• [REQUIRED WORK] Reproduce the stretch of the author interview below from "One of the greatest" through "eventually become friends.", word for word.

• [EXTRACT]
## Start
For my first Q&A, I am so excited to feature one of my favorite thriller writers Carissa Ann Lynch!
Carissa’s books are simply can’t put down-able. I burned my way through three of them while on vacation recently and can’t wait for her next book – The One Night Stand – to come out in March 2020.
One of the greatest things about reading author interviews is how very different every writer’s journey to publication has been and how writing habits vary. Carissa’s answers both surprised and motivated me. Enjoy!
Tell us about yourself and your books.
I started writing books in 2012. My start in the industry was a little different than most—I knew absolutely nothing about publishing, and my original plan was to go to Kinko’s and get twenty copies of my book printed (for myself) and then tuck it away in my trunk. It was called “This Is Not About Love” and it’s the only book I’ve ever written that didn’t fall in the mystery/thriller genre—it’s a women’s fiction book about three women who are all in love with the same man. In the process of fighting over him, they realize that they have a lot in common with each other and they eventually become friends.
My sister encouraged me to try to get it published but I had no idea how to do that. I ended up submitting it online to several small indie publishers and signing on for two books with a small publisher in Texas called Sarah Book Publishing. They closed shortly thereafter, and I moved onto another small indie publisher. I didn’t sign with my agent and Harper until 2018, but by the time I did, I’d written nearly a dozen books and a handful of short stories. Most of my books fall in the thriller/mystery genre for adults, although I have written a few YA thrillers as well.
My first book with One More Chapter (an imprint of HarperCollins) came out in February 2019, and in many ways, it felt like my debut. It’s a thriller called My Sister is Missing. I’ve enjoyed experiencing both the indie and traditional sides of publishing. As an indie author, I had to work very hard to grow my readership—one reader at a time, seriously! It helped prepare me for the social media and promotional side of publishing. I don’t rely on anyone to promote my work because I’m so used to doing it on my own (and I’m very grateful for the team I have now at One More Chapter).
## End
(Excerpts from point annotation data)
## Start
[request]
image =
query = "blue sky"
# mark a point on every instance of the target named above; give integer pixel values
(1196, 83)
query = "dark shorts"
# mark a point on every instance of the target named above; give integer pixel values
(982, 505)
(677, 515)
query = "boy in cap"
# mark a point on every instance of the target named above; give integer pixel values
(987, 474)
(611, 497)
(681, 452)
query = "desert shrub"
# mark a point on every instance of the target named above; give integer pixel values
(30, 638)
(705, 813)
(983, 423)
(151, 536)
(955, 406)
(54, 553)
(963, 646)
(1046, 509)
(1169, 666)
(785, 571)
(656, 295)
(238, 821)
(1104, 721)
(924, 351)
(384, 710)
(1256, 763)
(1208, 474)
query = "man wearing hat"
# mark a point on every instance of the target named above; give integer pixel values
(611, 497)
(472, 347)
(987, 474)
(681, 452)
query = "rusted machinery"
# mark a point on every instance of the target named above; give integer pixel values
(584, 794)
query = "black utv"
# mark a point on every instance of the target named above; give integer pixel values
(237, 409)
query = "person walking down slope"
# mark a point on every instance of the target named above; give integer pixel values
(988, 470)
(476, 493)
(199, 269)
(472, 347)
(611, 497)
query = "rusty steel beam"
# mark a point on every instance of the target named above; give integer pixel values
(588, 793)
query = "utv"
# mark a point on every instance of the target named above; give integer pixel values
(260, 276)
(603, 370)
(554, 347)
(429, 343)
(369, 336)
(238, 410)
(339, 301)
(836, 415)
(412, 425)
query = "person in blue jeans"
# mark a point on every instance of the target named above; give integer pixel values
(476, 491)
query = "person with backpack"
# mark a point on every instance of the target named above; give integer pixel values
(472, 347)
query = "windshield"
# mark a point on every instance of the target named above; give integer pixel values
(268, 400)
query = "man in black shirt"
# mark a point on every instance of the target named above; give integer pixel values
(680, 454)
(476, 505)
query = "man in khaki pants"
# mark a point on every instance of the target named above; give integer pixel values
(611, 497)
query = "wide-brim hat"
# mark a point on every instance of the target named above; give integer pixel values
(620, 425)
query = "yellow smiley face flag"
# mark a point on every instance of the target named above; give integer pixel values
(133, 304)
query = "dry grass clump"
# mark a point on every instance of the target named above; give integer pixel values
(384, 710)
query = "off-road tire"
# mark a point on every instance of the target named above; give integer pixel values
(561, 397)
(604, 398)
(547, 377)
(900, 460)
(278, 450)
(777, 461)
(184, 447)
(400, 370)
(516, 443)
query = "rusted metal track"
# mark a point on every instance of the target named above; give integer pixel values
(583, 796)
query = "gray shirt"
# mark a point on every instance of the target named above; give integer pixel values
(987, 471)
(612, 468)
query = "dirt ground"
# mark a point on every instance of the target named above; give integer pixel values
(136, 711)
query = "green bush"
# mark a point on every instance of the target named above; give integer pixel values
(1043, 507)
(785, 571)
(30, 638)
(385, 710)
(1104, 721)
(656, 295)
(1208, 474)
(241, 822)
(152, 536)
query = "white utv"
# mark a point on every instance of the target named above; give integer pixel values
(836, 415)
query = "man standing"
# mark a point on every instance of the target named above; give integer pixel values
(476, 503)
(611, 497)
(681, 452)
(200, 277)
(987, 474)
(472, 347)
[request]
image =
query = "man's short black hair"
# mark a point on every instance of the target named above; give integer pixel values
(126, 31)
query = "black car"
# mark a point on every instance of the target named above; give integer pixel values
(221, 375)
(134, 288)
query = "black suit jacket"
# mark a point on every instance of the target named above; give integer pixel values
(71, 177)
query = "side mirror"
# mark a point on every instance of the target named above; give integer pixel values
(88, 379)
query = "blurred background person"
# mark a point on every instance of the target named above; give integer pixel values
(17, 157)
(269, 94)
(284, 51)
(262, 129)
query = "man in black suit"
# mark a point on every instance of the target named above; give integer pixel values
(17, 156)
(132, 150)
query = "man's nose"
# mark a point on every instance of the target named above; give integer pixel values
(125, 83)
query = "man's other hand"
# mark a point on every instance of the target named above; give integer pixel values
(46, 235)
## End
• [RESULT OF THE TASK]
One of the greatest things about reading author interviews is how very different every writer’s journey to publication has been and how writing habits vary. Carissa’s answers both surprised and motivated me. Enjoy!
Tell us about yourself and your books.
I started writing books in 2012. My start in the industry was a little different than most—I knew absolutely nothing about publishing, and my original plan was to go to Kinko’s and get twenty copies of my book printed (for myself) and then tuck it away in my trunk. It was called “This Is Not About Love” and it’s the only book I’ve ever written that didn’t fall in the mystery/thriller genre—it’s a women’s fiction book about three women who are all in love with the same man. In the process of fighting over him, they realize that they have a lot in common with each other and they eventually become friends.